▶ Okuma Parçası
______

Fizikten sonra psikolojiden bir örnekle konuşmasına devam eden Çitil, Schopenhauer’ın asıl varlık dediği şeyin içsel histe kendi başına var olduğunu ve buna irade dediğini aktardı. Schopenhauer’ın bu çizgisi, Nietzsche ve Freud üzerinden şekillenen psiko-analitik kuramların da çerçevesini oluşturmaktadır. Zira burada tecrübeye konu olmayan, bilakis tecrübeyi kuran bir varlık alanından bahsedilmekteydi. Çitil’e göre insan tecrübesindeki bütün marazi durumları açıklamak için de bu çerçeveden faydalanılmıştır. Yani psiko-analitik kuramlar da psikolojik tecrübenin anlaşılmasında söylemin içerisine dahil olmaya başlamıştır. Tıpçılar psiko-analitik yöntemi geliştirirken tıbbi konuların ötesine geçip insani özde nasıl bir şey kuruluyor, ne ölçüde özgürüz gibi tartışmalar yapmaya başlamışlardır. Halbuki Kant, psikolojinin bilimi yapılamaz, yani psikoloji matematikselleştirilemez diyor. Buna rağmen o günden bugüne psikolojinin bir bilim olarak yapılmaya çalışıldığına değinen Çitil, nöro-psikoloji tartışmaları ve bilinç bilim dediğimiz şeylerin de bu tartışmaların uzantıları olduğunu, Kant’ın düşündüğünün aksine psikoloji biliminin yapılmaya çalışıldığını ifade etti.

______

▶ Kayıtlar Bölümü
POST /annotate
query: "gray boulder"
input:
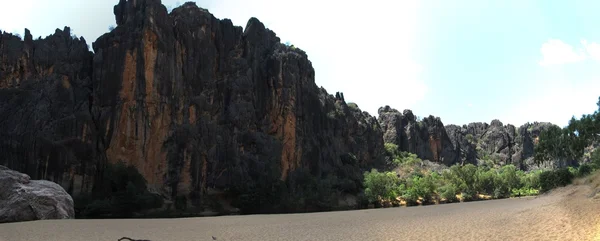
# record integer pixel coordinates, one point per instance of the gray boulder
(22, 199)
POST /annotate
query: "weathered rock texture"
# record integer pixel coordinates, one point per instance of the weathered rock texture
(191, 101)
(45, 125)
(427, 138)
(22, 199)
(472, 143)
(194, 102)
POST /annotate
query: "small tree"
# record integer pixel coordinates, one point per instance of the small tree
(381, 185)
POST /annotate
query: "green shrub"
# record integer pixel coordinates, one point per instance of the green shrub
(584, 169)
(381, 185)
(555, 178)
(467, 195)
(448, 192)
(595, 158)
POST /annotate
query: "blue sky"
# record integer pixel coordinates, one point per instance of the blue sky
(463, 60)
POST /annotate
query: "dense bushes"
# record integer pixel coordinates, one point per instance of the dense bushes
(555, 178)
(469, 182)
(121, 193)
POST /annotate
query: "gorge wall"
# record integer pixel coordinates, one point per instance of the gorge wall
(472, 143)
(194, 102)
(191, 101)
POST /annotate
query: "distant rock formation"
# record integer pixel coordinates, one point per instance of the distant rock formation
(452, 144)
(22, 199)
(194, 102)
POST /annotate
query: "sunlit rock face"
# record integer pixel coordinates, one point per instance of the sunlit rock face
(193, 102)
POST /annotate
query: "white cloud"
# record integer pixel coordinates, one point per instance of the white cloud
(556, 52)
(556, 102)
(592, 49)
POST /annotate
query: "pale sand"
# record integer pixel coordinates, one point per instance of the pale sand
(565, 214)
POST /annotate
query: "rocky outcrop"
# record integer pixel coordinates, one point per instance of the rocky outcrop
(451, 144)
(22, 199)
(190, 100)
(45, 124)
(427, 138)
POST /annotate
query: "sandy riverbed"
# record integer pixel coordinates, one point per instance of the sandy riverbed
(564, 214)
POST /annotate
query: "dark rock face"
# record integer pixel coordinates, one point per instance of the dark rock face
(45, 125)
(452, 144)
(192, 101)
(22, 199)
(427, 138)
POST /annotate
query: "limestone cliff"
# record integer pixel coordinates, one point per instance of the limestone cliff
(452, 144)
(193, 102)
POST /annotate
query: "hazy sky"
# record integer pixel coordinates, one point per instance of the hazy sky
(462, 60)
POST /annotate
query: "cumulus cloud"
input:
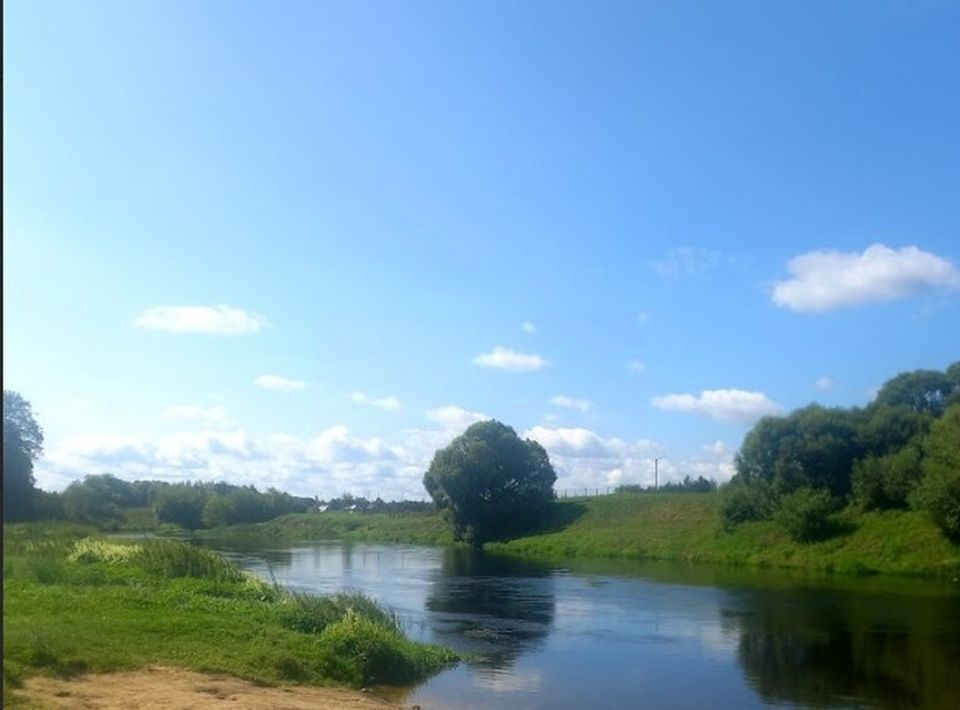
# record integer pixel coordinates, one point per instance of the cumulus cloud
(336, 460)
(825, 280)
(581, 405)
(214, 320)
(211, 415)
(327, 464)
(732, 405)
(455, 418)
(636, 366)
(506, 359)
(278, 383)
(583, 458)
(387, 404)
(685, 261)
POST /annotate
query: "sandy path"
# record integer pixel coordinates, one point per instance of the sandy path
(160, 687)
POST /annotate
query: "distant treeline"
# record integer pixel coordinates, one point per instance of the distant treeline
(104, 500)
(378, 505)
(901, 451)
(687, 485)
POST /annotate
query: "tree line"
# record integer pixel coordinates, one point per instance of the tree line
(901, 451)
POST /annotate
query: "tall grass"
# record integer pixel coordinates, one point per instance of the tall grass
(75, 603)
(173, 558)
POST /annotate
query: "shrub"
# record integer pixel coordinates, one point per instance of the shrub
(939, 491)
(312, 614)
(884, 482)
(172, 558)
(92, 549)
(366, 652)
(743, 502)
(182, 505)
(805, 514)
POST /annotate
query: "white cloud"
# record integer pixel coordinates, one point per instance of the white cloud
(825, 280)
(584, 459)
(327, 464)
(506, 359)
(581, 405)
(387, 404)
(686, 261)
(215, 320)
(189, 412)
(334, 460)
(455, 418)
(278, 383)
(732, 405)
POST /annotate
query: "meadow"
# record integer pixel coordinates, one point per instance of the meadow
(75, 602)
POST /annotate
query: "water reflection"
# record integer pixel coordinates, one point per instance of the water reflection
(494, 608)
(824, 648)
(606, 633)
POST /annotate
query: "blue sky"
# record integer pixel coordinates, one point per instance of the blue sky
(703, 214)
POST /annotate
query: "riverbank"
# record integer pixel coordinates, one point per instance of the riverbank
(670, 527)
(76, 604)
(160, 688)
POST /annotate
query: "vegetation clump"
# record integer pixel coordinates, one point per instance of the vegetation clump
(74, 602)
(489, 482)
(899, 452)
(804, 514)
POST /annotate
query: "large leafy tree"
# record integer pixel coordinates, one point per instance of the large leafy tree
(922, 390)
(813, 447)
(490, 482)
(939, 491)
(22, 445)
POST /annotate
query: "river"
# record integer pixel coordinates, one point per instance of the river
(608, 634)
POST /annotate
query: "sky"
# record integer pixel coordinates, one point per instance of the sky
(305, 244)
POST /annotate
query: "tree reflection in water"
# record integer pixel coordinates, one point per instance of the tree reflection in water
(494, 608)
(830, 649)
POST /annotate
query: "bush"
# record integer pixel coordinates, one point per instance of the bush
(885, 482)
(181, 504)
(366, 652)
(743, 502)
(311, 614)
(172, 558)
(939, 491)
(805, 514)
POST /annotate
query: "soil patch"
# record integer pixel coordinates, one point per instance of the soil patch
(161, 688)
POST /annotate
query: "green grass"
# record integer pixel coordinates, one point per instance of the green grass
(77, 604)
(422, 528)
(686, 527)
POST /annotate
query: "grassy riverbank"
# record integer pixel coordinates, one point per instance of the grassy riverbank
(75, 603)
(687, 527)
(682, 526)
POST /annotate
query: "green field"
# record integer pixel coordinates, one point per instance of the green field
(680, 526)
(75, 603)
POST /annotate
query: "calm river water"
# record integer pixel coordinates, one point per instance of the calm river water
(593, 634)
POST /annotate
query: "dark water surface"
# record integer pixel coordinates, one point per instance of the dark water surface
(604, 634)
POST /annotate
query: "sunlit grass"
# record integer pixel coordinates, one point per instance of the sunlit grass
(78, 604)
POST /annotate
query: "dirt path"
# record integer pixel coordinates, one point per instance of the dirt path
(161, 688)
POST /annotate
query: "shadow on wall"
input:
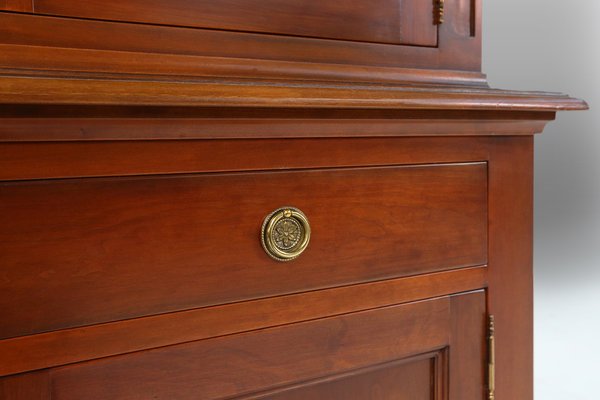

______

▶ Görev Listesi
**A.** Okuma parçasında adı geçen bütün kişileri sıralayın.
**B.** Okuma parçasına göre şu soruları cevaplayın:
(i) Schopenhauer asıl varlığa ne ad veriyor?
(ii) Schopenhauer'ın bu çizgisi hangi kuramların çerçevesini oluşturuyor?
(iii) Kant'a göre psikoloji ne yapılamaz?

▶ Alıştırma Sonuçları
**A.** Çitil, Schopenhauer, Nietzsche, Freud, Kant

**B.**
(i) İrade.
(ii) Nietzsche ve Freud üzerinden şekillenen psiko-analitik kuramların.
(iii) Psikoloji matematikselleştirilemez, yani psikolojinin bilimi yapılamaz.